Upon meeting Dorothy Day, Peter Maurin immediately shared his “Easy Essays,” his “preferred medium of public theology—brief, pithy, semi-poetic, grammatically toxic tongue twisters about politics, holiness, and anarchism” (184). In this passage and throughout the book, Jack Lee Downey vividly conveys astute assessment with the dexterity of a historian gifted with wry wit. Desiring to develop a deeper understanding of Dorothy Day, he sets out in this book to explore the retreat movement in which she participated for thirty-five years, giving particular attention to the connections among contemplative theology, asceticism, and radical activism (12). He succeeds admirably.

“The Retreat,” as Dorothy often referred to it, grew out of the particular brand of “maximalist Christian doctrine” cultivated by the Québécois Jesuit Onésime Lacouture. Augustine, John of the Cross, and Bernard of Clairveaux figure prominently in a thick historical and cultural account of Lacouture's ascetical theology and spiritual formation. Over against “domesticating mediocrity,” he held to the countercultural “strong meat of the Gospel,” relating his rigorist moral exhortations principally through the medium of a retreat format developed initially for clergy. Decrying all manner of creature comforts, he reserved special vitriol for the habit of smoking. In the many theological volleys with skeptics in which he and his American disciple, Fr. John Hugo, became enmeshed, their condemnation of smoking emerged as a frequent flashpoint, signifying for their critics a scrupulosity bordering on Jansenism as well as a Pelagian perfectionism (e.g., 93 and 150 ff.). For Lacouture and Hugo, this pernicious habit represented moral laxity due to insufficient motivation rooted supernaturally in God's love. In the face of “pagan” sensuality and materialism in the church and in the dominant culture, self-mortification was an essential aspect of Jesus’ injunction to his followers to take up the cross (147).

#### What this task involves:
Can you sum up the book review in two sentences? Work only from the review excerpt, with no outside knowledge.

#### Record set:

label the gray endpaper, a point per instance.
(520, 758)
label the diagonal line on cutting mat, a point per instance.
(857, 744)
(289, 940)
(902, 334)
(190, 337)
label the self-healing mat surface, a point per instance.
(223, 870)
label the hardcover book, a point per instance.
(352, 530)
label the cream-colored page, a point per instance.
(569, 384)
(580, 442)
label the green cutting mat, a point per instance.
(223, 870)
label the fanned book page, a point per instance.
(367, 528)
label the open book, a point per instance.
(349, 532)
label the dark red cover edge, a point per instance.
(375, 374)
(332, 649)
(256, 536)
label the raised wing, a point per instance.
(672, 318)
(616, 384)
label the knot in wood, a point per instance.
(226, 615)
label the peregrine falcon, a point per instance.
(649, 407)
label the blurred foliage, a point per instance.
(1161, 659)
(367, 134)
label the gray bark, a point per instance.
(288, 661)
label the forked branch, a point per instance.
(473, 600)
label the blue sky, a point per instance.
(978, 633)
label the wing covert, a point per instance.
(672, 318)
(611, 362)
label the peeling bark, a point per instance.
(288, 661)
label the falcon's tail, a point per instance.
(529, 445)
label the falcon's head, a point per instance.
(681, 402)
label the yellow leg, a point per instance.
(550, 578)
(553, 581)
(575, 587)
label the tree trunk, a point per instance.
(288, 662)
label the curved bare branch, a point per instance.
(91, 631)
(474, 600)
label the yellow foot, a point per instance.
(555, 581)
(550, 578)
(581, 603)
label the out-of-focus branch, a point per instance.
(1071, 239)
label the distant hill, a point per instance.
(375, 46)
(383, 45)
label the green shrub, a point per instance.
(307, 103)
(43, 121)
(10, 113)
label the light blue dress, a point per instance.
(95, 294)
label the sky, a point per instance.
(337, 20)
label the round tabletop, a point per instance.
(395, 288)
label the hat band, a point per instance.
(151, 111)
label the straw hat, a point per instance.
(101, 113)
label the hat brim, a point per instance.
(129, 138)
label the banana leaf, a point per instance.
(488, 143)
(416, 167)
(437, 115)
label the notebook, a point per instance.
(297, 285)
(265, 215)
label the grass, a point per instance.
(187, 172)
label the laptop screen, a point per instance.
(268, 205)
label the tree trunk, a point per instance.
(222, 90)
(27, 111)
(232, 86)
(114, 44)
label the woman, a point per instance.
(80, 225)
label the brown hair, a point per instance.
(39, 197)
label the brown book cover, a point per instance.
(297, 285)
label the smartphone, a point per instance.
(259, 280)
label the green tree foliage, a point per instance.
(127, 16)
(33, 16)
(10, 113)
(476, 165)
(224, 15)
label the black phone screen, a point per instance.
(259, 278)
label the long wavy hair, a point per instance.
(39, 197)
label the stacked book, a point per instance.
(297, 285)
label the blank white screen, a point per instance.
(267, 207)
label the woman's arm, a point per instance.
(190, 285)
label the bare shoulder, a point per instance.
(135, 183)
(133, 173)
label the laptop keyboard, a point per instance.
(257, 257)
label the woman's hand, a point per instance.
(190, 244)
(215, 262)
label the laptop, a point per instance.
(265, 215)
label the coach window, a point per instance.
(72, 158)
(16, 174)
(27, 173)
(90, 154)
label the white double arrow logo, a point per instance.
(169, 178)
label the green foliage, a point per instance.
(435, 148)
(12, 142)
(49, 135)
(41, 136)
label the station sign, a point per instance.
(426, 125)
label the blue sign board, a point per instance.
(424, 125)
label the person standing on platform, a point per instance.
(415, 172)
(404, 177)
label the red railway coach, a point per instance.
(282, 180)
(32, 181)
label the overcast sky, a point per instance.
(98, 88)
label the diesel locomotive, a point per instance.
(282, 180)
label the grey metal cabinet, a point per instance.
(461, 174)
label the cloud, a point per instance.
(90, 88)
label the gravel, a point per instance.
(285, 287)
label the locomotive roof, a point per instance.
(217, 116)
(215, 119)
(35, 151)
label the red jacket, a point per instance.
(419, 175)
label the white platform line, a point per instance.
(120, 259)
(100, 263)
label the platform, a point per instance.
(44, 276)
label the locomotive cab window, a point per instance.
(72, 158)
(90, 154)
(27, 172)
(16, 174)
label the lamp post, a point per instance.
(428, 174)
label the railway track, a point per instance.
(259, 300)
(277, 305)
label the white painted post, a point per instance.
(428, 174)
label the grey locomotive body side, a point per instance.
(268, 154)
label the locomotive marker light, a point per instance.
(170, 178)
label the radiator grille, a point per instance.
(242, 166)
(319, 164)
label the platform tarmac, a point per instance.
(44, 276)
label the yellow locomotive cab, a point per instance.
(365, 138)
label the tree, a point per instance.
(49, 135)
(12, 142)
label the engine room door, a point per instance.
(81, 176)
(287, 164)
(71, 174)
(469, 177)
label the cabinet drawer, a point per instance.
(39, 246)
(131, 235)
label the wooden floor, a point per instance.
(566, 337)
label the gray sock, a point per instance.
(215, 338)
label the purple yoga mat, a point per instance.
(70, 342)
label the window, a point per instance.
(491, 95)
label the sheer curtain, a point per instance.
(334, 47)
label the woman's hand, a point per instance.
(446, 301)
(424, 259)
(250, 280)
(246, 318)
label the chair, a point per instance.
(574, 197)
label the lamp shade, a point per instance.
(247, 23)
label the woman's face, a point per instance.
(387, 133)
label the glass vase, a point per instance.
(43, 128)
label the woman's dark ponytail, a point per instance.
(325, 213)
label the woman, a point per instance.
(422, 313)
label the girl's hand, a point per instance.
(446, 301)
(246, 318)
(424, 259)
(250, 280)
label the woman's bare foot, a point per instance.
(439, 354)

#### Expected output:
Jack Lee Downey's book, written to deepen understanding of Dorothy Day, explores the retreat movement she took part in for thirty-five years, focusing on the connections among contemplative theology, asceticism, and radical activism, and the reviewer finds that it succeeds admirably. That retreat grew out of the "maximalist Christian doctrine" of the Québécois Jesuit Onésime Lacouture, who decried creature comforts; he and his American disciple, Fr. John Hugo, condemned smoking in particular and treated self-mortification as essential to taking up the cross.